*** Supplied material Section Begins ***

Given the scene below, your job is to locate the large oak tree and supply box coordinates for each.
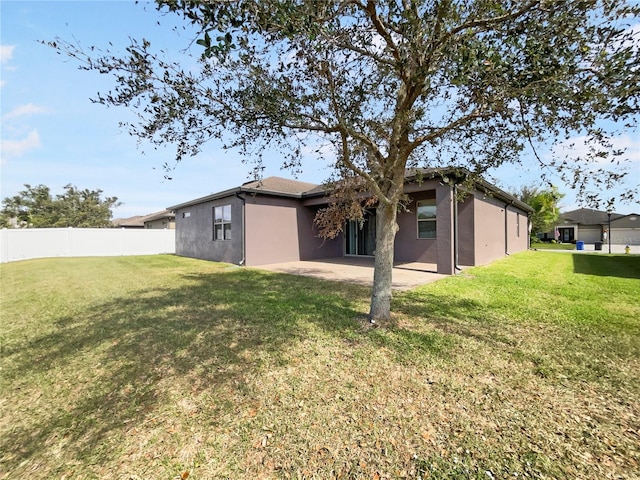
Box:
[51,0,640,320]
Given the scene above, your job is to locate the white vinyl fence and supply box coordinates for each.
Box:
[0,228,175,263]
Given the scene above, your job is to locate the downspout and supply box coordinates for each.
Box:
[453,182,460,272]
[504,201,514,256]
[235,192,246,266]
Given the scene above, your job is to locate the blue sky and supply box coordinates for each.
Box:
[1,1,639,218]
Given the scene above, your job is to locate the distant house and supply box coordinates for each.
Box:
[143,210,176,230]
[548,208,640,245]
[168,168,532,275]
[112,210,175,229]
[611,214,640,245]
[111,216,146,229]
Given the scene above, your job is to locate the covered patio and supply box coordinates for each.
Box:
[255,257,460,290]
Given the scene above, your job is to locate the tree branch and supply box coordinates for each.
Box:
[359,1,403,67]
[447,0,541,39]
[407,108,484,153]
[321,59,391,204]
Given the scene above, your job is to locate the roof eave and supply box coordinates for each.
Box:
[474,179,534,213]
[167,187,243,210]
[239,187,304,198]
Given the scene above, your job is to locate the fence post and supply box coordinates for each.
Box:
[1,228,8,263]
[66,227,73,258]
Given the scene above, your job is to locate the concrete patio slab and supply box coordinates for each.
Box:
[255,257,455,290]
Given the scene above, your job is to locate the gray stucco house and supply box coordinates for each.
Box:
[167,168,533,275]
[544,208,640,245]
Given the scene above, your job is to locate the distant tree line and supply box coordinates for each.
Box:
[0,184,121,228]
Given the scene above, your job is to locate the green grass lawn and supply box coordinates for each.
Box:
[1,252,639,479]
[530,241,576,250]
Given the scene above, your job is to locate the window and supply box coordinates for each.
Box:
[182,212,190,218]
[417,199,436,239]
[517,213,520,237]
[213,204,231,240]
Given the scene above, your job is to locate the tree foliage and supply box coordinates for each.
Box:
[0,184,121,228]
[514,185,564,239]
[48,0,640,320]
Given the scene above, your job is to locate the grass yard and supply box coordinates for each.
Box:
[1,252,639,479]
[530,242,576,250]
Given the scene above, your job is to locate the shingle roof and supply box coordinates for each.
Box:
[168,170,532,212]
[142,209,175,222]
[111,209,175,227]
[112,215,145,227]
[560,208,624,225]
[242,176,319,195]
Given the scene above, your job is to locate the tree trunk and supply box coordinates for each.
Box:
[369,201,398,322]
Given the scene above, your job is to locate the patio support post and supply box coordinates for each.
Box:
[436,183,455,275]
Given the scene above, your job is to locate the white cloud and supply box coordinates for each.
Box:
[2,103,51,121]
[1,129,41,160]
[1,45,16,86]
[0,45,15,64]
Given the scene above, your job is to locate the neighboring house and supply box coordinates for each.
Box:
[547,208,640,245]
[611,213,640,245]
[168,168,532,275]
[143,210,176,230]
[111,216,146,229]
[112,210,176,229]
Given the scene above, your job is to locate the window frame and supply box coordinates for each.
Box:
[213,204,232,241]
[416,198,437,239]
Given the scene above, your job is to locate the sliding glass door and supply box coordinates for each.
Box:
[345,211,376,256]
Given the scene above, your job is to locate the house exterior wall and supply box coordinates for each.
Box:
[393,182,456,274]
[394,189,438,264]
[394,180,455,275]
[435,184,455,274]
[472,194,508,265]
[244,196,343,265]
[394,184,525,272]
[296,205,343,260]
[174,195,244,265]
[506,207,528,254]
[245,197,300,265]
[145,218,175,229]
[457,195,475,266]
[171,176,531,271]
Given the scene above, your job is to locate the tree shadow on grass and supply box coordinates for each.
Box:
[1,268,369,474]
[2,263,531,475]
[572,254,640,279]
[392,289,520,351]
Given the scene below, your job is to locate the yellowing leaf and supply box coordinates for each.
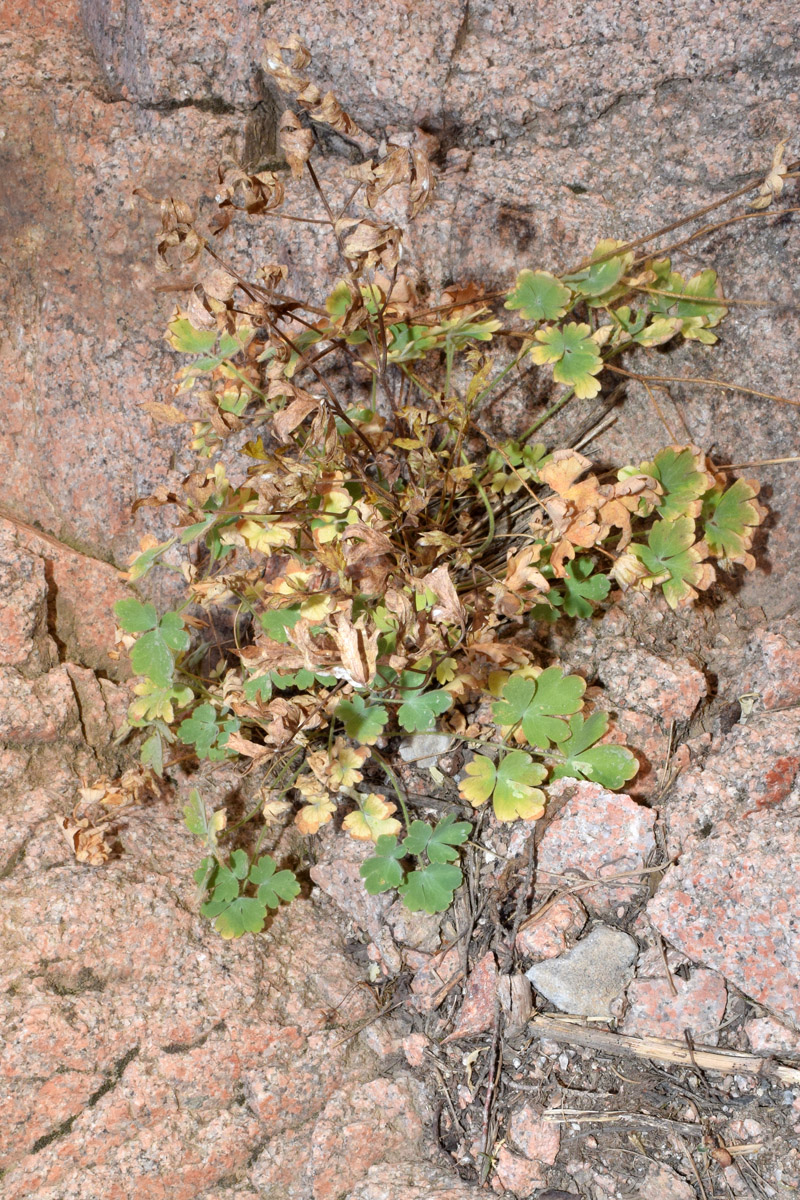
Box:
[458,754,496,807]
[342,793,402,842]
[458,751,547,822]
[300,594,336,621]
[237,517,297,554]
[493,751,547,821]
[295,795,336,834]
[262,794,292,822]
[328,740,370,789]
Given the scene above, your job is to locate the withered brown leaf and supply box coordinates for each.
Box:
[278,110,315,179]
[216,156,285,214]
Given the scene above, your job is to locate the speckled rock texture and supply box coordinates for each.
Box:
[1,0,799,617]
[649,786,800,1029]
[621,943,728,1044]
[535,780,657,916]
[3,1,800,1196]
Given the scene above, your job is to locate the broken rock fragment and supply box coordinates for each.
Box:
[526,926,638,1020]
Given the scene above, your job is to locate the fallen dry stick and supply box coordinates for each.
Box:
[528,1014,800,1085]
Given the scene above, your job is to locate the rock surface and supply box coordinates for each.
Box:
[621,945,728,1045]
[516,894,587,962]
[649,795,800,1029]
[3,1,800,1196]
[535,781,657,916]
[2,0,799,618]
[526,925,638,1020]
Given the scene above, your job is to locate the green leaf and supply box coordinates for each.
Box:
[530,322,603,399]
[402,814,471,863]
[114,598,158,633]
[640,446,713,521]
[675,269,728,342]
[270,669,337,692]
[184,789,210,838]
[398,862,463,914]
[647,261,727,343]
[194,855,216,889]
[492,751,547,822]
[128,680,194,724]
[701,478,764,565]
[386,323,440,363]
[630,516,713,610]
[178,703,240,759]
[229,848,250,879]
[124,607,189,687]
[130,631,175,687]
[243,674,273,703]
[609,305,647,339]
[554,558,611,618]
[336,695,389,744]
[326,280,353,320]
[249,855,301,908]
[201,894,267,939]
[359,834,406,894]
[492,667,586,749]
[648,259,684,314]
[438,310,501,348]
[505,270,572,322]
[260,606,302,644]
[166,317,218,355]
[562,240,633,299]
[125,538,176,582]
[159,611,191,652]
[183,788,227,848]
[550,712,638,789]
[140,732,164,775]
[397,688,452,733]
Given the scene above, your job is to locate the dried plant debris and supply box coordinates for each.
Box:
[117,52,781,944]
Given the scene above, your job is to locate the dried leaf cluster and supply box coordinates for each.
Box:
[111,49,774,931]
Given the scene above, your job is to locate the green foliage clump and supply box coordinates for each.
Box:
[110,38,771,935]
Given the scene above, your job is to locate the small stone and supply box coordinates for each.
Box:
[526,926,638,1019]
[444,951,498,1041]
[410,944,462,1013]
[636,1162,696,1200]
[491,1147,546,1195]
[622,956,727,1044]
[398,733,454,770]
[402,1033,429,1068]
[516,894,587,961]
[744,1016,800,1055]
[508,1103,560,1164]
[598,645,707,727]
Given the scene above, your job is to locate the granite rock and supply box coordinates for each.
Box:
[535,781,657,916]
[649,790,800,1028]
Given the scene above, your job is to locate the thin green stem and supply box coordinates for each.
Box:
[467,454,497,556]
[371,748,412,833]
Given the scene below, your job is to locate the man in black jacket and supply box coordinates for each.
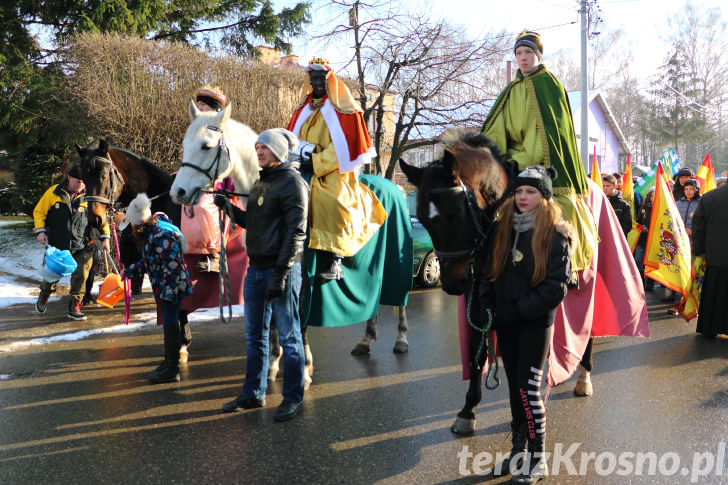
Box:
[691,184,728,337]
[601,174,632,237]
[215,128,309,422]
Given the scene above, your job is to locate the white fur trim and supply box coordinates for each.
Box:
[126,193,152,226]
[292,100,374,174]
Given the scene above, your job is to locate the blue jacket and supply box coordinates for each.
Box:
[124,213,192,303]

*** Supplied material Section Ends ***

▶ Work request: Whenever the string "tree" turns up in a line above, copy that line out.

▶ Solution for this problem:
Given the scene below, your job is to locate the large oak tree and supply box coordinates for each.
Given the scene above, your job is to locate the tree branch and supply box coordinates for each.
Given the scene above, your job is to locate the distant tree line and supply box coordinates for each.
Given the scene above, your job is to locate the tree foliage and supply box coordinates for each.
Given the scene above, your job is to locate the tree trunk and supply box coordinates for each.
Given the scene above, your job is to locate the tree shadow on grass and supply box coordinates for each.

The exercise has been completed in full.